> [Exercise details] Recast the rows below as one numbered list, skipping any blank lines. Leave the pictures out of your answer.

> [Data in this exercise]
# # # # # # #
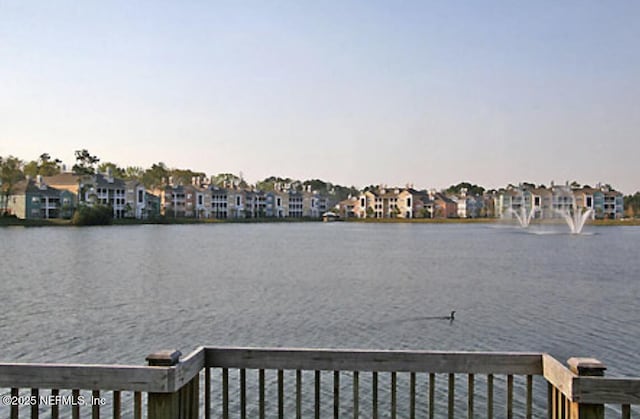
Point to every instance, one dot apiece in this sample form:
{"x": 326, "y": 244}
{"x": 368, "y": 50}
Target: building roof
{"x": 32, "y": 187}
# # # # # # #
> [Exercise answer]
1. Point to every instance, one dot apiece in this sample form:
2. {"x": 326, "y": 244}
3. {"x": 368, "y": 50}
4. Target: building roof
5. {"x": 32, "y": 187}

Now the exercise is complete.